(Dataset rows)
- - - -
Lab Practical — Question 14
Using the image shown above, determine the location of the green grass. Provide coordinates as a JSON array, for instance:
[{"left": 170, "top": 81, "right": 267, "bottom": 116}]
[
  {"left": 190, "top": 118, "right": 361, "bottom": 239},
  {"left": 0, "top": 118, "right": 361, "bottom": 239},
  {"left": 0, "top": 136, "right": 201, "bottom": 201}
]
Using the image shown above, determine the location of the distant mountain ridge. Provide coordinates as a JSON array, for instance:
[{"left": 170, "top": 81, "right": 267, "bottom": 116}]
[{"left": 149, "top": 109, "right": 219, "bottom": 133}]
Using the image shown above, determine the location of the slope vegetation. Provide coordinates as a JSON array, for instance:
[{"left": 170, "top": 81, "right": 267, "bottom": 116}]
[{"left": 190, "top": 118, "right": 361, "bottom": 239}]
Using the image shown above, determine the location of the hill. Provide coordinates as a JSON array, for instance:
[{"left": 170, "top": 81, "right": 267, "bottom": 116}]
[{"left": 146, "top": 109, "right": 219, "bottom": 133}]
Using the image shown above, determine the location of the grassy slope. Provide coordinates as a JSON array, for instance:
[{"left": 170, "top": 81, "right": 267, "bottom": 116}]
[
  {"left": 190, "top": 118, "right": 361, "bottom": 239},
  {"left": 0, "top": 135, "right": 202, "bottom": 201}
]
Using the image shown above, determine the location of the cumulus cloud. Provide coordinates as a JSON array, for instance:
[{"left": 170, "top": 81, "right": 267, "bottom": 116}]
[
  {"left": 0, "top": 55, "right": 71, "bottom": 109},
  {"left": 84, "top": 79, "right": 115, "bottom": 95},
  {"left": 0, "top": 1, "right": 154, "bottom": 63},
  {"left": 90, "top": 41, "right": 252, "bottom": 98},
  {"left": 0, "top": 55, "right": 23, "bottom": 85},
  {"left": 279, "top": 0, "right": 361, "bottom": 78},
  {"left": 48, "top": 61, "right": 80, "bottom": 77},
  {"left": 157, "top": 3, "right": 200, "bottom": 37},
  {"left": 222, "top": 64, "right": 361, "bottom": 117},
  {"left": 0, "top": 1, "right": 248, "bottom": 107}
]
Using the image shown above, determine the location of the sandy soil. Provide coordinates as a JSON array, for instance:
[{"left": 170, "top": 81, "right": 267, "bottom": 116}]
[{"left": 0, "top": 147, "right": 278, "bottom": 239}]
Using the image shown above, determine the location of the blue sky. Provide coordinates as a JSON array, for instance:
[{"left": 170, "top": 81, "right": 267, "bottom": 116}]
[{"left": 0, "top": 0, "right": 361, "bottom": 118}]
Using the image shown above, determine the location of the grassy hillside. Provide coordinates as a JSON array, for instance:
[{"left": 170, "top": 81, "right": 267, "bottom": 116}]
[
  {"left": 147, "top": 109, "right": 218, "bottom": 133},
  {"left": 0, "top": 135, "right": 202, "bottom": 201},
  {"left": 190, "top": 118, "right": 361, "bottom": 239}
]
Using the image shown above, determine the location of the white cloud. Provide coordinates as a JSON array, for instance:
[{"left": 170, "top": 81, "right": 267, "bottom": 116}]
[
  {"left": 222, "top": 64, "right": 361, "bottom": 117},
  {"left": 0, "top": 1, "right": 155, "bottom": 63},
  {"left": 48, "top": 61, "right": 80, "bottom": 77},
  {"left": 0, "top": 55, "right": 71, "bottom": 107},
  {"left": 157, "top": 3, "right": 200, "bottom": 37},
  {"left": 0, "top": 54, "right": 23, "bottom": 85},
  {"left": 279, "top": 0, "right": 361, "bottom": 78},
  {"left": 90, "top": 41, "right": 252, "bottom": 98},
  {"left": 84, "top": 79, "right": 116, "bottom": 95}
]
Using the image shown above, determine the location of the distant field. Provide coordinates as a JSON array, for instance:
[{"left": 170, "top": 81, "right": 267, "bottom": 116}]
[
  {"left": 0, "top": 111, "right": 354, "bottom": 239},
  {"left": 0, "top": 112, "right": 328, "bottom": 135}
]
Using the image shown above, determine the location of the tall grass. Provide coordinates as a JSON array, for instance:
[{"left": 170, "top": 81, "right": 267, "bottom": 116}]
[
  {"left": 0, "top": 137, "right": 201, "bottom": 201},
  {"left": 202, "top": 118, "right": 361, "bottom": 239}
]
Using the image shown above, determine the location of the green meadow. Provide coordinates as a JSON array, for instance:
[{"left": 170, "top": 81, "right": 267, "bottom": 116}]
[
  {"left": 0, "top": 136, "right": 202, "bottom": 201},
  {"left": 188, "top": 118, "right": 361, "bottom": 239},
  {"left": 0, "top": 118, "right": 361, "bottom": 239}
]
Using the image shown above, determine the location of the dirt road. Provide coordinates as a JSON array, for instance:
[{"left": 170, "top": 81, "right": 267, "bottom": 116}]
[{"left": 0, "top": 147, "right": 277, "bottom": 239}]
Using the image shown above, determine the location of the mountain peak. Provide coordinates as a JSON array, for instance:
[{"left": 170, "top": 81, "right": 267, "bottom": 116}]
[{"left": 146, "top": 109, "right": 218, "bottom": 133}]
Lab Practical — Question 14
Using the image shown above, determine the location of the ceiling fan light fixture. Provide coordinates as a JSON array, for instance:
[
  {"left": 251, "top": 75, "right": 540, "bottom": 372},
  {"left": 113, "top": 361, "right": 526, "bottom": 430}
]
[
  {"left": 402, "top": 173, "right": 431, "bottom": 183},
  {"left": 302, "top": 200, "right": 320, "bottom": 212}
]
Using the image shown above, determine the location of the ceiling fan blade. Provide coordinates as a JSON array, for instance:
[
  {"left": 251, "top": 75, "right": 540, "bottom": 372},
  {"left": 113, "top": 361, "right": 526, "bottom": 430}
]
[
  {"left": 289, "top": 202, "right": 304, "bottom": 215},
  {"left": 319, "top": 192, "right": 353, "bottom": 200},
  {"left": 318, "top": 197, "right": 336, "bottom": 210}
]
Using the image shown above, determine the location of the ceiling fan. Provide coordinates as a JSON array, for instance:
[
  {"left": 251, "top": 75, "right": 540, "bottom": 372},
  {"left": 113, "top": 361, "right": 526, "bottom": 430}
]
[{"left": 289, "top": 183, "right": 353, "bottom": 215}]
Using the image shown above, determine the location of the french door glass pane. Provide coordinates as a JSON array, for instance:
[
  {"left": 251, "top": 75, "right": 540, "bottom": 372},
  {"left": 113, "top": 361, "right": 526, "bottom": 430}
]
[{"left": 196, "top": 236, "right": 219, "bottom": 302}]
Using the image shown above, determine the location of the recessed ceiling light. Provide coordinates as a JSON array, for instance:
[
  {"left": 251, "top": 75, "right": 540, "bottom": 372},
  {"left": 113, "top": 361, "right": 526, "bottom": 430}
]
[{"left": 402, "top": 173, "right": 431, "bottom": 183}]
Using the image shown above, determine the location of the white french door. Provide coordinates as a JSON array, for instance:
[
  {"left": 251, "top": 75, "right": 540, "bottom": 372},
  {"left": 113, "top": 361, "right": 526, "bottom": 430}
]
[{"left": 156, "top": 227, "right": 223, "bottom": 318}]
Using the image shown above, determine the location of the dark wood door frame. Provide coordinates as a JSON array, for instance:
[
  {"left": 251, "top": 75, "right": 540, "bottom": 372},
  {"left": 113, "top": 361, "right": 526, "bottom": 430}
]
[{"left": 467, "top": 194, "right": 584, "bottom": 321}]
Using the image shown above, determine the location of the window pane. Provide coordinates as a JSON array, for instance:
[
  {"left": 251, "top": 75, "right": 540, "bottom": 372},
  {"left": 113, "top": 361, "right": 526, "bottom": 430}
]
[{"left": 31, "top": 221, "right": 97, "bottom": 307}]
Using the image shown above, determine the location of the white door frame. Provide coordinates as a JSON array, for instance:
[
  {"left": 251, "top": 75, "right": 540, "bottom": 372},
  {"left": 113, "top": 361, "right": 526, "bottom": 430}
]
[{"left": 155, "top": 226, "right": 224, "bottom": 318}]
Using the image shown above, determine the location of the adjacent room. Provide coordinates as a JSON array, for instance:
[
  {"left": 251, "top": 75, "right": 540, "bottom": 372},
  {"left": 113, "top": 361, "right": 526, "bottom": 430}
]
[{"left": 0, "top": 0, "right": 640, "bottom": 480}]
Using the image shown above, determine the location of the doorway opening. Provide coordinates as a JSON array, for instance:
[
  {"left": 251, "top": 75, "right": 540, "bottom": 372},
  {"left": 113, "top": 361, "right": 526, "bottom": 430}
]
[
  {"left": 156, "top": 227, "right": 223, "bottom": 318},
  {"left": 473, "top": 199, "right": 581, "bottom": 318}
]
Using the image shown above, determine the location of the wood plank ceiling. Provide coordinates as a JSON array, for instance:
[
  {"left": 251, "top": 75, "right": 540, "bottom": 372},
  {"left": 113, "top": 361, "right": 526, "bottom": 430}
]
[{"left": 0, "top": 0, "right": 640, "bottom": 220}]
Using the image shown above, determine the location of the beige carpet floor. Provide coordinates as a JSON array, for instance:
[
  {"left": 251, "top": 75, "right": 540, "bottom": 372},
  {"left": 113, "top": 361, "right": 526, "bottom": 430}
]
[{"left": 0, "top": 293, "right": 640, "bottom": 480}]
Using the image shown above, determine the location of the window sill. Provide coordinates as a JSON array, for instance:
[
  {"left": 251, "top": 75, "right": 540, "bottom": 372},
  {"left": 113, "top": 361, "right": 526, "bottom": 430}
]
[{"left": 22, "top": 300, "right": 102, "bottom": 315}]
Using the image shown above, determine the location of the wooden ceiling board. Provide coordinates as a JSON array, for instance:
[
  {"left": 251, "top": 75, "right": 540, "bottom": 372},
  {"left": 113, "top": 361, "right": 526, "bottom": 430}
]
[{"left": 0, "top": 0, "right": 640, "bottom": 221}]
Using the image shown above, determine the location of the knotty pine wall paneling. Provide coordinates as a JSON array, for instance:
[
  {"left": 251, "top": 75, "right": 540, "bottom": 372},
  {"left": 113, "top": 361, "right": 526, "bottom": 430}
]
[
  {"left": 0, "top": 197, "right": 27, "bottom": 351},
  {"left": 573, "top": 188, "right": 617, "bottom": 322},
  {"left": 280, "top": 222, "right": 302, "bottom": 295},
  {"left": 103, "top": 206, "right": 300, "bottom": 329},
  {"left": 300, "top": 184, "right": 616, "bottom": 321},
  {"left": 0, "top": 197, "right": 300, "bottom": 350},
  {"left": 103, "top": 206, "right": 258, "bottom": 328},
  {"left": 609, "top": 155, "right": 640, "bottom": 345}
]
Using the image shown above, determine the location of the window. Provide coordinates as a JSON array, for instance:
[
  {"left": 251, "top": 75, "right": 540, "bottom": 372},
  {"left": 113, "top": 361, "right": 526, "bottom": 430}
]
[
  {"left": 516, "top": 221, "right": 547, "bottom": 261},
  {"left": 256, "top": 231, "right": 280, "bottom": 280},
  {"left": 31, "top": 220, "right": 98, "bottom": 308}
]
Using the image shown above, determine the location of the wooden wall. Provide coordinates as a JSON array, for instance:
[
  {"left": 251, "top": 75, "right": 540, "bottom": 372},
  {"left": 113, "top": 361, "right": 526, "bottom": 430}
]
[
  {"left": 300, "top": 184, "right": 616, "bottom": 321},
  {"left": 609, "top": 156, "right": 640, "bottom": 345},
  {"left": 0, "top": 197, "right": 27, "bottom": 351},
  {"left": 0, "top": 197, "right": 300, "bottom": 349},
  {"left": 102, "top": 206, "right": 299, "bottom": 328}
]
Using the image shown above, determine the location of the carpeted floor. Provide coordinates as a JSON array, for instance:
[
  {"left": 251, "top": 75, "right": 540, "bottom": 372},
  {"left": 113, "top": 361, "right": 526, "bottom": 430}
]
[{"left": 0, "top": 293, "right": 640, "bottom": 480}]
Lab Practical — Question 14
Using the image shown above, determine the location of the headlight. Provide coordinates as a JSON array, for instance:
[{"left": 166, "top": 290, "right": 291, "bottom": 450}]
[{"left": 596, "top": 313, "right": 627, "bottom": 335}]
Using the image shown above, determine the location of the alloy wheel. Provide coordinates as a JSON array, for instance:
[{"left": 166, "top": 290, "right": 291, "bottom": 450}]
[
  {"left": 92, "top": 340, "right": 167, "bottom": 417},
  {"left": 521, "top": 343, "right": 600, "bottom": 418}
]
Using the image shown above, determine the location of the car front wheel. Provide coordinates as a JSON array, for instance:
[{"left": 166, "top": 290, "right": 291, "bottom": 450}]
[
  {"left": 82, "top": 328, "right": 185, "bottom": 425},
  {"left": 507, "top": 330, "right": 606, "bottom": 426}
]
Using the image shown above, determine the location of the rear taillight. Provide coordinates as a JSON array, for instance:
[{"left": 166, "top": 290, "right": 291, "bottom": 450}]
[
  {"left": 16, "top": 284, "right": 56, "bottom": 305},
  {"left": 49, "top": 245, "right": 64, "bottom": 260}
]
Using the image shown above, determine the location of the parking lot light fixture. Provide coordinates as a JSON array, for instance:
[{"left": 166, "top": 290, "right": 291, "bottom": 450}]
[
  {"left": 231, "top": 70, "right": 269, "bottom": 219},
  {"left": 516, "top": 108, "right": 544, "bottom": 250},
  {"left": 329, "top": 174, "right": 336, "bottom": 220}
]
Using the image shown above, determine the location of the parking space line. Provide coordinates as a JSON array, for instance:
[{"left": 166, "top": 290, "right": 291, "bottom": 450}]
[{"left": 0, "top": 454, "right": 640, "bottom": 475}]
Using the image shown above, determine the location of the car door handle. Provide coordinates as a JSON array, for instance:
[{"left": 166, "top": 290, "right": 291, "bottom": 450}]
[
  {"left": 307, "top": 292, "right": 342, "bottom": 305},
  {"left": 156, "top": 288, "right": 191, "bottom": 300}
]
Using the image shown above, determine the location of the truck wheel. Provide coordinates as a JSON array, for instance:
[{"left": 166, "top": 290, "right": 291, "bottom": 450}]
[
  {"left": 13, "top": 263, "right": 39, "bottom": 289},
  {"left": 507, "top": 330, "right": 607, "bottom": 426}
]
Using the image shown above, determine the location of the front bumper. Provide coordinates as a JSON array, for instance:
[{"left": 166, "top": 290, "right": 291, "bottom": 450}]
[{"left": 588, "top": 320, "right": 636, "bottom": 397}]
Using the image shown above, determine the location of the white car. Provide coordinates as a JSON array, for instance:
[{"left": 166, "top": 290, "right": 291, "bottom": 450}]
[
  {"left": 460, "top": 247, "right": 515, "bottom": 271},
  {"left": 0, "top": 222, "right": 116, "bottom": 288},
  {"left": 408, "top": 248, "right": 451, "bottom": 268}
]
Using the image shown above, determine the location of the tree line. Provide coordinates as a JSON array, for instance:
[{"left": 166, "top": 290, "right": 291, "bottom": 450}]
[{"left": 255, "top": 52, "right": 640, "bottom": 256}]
- - - -
§ The request
Reproduce every line of the listing from the one containing "the white car." through the final line of the listing, inclusive, without altering anything.

§ Final result
Using the image shown above, determine the location of the white car. Provide coordinates as a JSON array, for instance:
[{"left": 166, "top": 290, "right": 291, "bottom": 450}]
[
  {"left": 460, "top": 247, "right": 515, "bottom": 271},
  {"left": 0, "top": 222, "right": 116, "bottom": 288},
  {"left": 408, "top": 248, "right": 451, "bottom": 268}
]
Using the image shown above, determine the location of the tree line. Provide coordinates as a JSON array, for instance:
[{"left": 166, "top": 290, "right": 291, "bottom": 450}]
[{"left": 255, "top": 52, "right": 640, "bottom": 256}]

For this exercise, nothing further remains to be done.